TASK LIST:
• 1. In the yoga excerpt, how long after the first savasana did the writer complete a first yoga teacher training?
• 2. Using the yoga excerpt, explain why the writer pushed parents and friends to try yoga.

Unlike almost any other form of physical activity, yoga integrates the body, mind, and breath. It engages the whole person, and its benefits are rooted in physicality but go deeper than the physical to beautifully counteract the stresses and impact of daily life.

Mindful yoga practice helps you cultivate the ability to discern, to develop greater self-awareness, and to know your body, mind, and breath better so that it’s easier to listen to your needs on a moment-to-moment basis. This is the magic that, like Dorothy in her ruby slippers, you’ve always possessed. Yoga just teaches you how to access it.

When I came out of my first savasana 18 years ago, I didn’t know what hit me. I’d been an athlete and a dancer all my life, so I was no stranger to my body and to how great it feels to move. But something was different with yoga from the very first time I tried it.

I became a yoga evangelist! I insisted that my mom and dad try it and cajoled friends to join me forclass. I just knew that the world would be a better place if everyone practiced yoga daily.

I completed my first yoga teacher training two years later, and I’ve been a dedicated student, practitioner, and teacher ever since. My husband and I opened our studio 10 years ago and, fortunately for our friends and family, I’ve mellowed a bit over the years.

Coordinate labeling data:
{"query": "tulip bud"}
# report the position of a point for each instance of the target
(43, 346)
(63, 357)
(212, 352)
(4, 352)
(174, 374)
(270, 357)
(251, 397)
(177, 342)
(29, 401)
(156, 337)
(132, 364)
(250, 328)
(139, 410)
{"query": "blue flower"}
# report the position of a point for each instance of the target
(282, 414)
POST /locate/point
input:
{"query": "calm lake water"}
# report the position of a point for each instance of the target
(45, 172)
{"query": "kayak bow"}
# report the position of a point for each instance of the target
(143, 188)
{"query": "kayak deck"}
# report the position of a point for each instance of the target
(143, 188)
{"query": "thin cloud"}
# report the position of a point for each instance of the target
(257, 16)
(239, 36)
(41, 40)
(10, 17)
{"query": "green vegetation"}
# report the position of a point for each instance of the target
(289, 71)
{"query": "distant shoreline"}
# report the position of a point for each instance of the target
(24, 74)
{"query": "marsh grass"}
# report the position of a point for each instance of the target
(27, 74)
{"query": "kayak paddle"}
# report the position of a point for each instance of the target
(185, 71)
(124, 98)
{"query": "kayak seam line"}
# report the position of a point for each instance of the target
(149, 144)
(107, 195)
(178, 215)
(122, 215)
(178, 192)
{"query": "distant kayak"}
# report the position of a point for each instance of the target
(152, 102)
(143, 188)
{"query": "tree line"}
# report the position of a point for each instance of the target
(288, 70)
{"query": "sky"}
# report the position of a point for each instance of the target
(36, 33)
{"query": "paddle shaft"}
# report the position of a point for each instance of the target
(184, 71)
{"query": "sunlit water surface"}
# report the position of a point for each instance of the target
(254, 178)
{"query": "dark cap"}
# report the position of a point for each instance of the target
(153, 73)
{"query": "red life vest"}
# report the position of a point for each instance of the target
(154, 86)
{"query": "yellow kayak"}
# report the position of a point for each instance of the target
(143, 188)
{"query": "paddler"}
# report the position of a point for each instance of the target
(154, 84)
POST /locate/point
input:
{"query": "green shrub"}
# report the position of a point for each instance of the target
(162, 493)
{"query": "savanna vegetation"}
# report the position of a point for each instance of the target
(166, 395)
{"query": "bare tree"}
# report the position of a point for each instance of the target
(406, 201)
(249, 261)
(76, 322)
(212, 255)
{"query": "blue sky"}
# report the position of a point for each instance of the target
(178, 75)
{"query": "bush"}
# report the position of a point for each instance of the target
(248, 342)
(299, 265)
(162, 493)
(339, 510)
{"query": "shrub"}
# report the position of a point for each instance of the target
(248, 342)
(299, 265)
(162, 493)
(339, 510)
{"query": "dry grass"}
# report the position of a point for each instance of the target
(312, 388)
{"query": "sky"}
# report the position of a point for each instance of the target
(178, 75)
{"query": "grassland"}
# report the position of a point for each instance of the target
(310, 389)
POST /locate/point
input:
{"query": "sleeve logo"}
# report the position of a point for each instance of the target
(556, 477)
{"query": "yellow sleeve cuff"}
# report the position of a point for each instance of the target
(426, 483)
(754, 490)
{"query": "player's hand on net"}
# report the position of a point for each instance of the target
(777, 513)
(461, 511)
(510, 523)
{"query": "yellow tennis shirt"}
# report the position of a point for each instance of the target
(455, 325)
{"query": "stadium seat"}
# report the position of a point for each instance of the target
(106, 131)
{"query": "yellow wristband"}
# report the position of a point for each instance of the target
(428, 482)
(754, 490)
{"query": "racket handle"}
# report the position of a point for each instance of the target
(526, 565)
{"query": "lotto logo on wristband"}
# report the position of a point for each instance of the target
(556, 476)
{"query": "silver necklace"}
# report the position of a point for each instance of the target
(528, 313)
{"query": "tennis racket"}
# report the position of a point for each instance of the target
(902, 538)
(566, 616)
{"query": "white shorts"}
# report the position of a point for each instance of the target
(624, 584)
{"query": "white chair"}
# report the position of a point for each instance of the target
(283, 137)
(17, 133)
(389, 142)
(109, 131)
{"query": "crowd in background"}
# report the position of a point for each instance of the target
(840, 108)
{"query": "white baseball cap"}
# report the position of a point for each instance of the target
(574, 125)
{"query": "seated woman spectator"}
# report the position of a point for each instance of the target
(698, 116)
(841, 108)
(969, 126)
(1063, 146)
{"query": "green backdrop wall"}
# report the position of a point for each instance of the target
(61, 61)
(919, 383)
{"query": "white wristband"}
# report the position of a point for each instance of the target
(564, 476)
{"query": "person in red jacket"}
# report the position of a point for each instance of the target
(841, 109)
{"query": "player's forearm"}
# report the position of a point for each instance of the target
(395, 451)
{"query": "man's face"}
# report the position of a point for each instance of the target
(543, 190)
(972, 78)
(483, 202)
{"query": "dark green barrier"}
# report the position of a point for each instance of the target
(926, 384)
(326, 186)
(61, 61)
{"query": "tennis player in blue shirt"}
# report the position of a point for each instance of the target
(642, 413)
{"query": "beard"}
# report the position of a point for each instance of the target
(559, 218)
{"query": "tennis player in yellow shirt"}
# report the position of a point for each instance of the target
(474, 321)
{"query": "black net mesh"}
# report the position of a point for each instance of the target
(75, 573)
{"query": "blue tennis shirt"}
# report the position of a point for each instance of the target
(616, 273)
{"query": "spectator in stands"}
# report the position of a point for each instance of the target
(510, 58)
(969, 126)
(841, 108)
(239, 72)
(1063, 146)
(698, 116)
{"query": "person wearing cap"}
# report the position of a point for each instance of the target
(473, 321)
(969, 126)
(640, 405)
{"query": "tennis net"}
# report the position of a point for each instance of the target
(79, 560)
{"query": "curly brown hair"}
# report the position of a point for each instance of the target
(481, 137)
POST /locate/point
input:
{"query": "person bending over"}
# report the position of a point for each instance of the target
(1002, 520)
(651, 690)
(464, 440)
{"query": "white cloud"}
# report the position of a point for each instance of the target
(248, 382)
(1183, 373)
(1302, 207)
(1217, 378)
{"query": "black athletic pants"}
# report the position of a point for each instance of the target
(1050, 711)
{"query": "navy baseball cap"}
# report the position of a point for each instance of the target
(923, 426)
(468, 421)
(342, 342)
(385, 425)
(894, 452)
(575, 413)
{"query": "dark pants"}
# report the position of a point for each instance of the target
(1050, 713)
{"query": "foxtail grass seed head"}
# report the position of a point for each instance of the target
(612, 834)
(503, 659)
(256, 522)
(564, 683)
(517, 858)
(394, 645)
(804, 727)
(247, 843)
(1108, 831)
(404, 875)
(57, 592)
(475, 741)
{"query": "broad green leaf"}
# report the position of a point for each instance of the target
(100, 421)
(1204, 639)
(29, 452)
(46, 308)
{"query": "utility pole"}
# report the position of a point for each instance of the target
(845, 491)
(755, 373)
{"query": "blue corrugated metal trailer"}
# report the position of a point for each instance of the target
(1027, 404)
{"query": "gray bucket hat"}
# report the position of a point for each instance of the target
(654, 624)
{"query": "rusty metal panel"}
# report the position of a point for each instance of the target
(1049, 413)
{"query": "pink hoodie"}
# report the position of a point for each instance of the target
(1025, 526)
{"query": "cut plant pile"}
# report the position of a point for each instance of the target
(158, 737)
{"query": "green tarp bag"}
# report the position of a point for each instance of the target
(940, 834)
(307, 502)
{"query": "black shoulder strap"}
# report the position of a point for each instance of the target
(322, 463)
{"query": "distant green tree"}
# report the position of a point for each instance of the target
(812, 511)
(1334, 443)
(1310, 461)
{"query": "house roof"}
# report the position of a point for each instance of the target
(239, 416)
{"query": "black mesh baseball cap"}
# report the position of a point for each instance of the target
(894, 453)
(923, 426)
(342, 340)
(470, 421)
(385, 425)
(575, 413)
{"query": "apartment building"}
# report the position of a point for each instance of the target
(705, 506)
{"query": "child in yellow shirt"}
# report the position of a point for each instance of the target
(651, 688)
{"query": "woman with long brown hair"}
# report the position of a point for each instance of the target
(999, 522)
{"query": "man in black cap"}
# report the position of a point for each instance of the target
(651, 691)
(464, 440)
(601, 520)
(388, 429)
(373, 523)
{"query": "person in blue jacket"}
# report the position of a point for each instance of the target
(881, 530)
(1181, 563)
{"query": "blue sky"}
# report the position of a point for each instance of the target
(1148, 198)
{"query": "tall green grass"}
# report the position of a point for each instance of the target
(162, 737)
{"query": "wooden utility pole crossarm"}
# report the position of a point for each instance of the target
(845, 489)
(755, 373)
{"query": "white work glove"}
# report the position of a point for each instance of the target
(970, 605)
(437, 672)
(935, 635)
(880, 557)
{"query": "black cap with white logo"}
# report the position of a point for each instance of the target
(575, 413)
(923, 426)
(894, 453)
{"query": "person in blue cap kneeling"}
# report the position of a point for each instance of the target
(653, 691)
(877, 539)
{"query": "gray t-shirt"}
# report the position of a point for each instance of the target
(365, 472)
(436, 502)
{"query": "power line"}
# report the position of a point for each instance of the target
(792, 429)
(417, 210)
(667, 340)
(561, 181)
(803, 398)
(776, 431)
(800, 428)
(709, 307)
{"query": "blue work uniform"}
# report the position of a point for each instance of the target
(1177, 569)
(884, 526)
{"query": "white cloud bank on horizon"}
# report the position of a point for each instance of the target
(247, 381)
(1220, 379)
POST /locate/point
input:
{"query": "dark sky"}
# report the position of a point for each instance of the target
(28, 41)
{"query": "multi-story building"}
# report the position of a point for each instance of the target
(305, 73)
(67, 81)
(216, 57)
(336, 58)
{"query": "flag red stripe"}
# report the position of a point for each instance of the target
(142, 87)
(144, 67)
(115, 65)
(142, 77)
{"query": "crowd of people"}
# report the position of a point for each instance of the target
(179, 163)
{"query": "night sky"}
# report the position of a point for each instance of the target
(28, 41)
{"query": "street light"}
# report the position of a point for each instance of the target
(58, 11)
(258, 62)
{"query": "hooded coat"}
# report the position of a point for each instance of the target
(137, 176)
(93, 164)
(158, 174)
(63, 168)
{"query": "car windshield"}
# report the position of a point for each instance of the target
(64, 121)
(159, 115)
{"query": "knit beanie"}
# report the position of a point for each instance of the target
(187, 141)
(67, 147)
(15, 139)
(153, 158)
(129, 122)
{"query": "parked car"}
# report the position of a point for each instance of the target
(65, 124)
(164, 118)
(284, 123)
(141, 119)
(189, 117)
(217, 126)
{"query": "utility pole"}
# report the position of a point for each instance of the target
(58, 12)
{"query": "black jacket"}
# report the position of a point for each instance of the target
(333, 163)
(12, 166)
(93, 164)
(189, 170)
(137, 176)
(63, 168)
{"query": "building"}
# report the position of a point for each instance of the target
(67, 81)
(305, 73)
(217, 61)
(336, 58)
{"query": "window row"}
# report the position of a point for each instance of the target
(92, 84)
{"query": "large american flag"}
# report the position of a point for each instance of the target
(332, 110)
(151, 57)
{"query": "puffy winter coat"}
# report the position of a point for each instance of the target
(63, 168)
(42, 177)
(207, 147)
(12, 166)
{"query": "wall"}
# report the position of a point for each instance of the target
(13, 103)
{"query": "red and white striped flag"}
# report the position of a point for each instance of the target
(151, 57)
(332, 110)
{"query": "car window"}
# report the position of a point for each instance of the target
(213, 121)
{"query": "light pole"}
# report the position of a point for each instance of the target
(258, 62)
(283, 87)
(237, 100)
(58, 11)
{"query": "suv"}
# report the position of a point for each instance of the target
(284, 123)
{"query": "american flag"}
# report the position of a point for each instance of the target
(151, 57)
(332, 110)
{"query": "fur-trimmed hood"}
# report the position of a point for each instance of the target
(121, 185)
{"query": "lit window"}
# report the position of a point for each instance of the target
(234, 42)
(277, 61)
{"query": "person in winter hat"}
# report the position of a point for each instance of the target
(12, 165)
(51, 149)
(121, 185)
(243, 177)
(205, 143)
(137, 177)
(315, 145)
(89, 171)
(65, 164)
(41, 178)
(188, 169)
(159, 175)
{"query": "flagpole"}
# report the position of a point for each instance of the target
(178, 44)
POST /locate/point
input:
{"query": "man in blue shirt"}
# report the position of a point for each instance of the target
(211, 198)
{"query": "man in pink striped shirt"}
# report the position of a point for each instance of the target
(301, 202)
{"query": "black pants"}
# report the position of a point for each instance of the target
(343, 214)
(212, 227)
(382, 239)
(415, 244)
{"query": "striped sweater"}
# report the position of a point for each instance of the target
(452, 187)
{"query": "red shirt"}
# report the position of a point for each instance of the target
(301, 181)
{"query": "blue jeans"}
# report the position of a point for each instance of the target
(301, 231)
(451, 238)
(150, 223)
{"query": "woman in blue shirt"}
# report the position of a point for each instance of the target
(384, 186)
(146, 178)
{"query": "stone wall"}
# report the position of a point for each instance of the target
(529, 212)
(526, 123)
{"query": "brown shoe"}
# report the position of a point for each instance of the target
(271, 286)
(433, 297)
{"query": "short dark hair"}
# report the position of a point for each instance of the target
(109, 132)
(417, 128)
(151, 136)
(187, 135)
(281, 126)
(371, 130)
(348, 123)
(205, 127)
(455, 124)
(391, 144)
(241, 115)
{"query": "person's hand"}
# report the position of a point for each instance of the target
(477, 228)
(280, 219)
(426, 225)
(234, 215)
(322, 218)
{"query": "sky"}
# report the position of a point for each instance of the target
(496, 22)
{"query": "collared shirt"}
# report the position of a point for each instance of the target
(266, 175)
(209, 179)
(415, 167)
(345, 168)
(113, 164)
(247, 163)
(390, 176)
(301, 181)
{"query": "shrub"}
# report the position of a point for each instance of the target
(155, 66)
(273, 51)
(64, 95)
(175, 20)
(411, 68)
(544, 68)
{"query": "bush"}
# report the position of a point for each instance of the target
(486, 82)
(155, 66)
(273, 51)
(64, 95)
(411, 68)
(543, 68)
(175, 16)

OUTPUTS:
• 1. Two years later.

• 2. The writer felt that yoga was different from the very first time. The writer was sure the world would be a better place if everyone practiced yoga daily.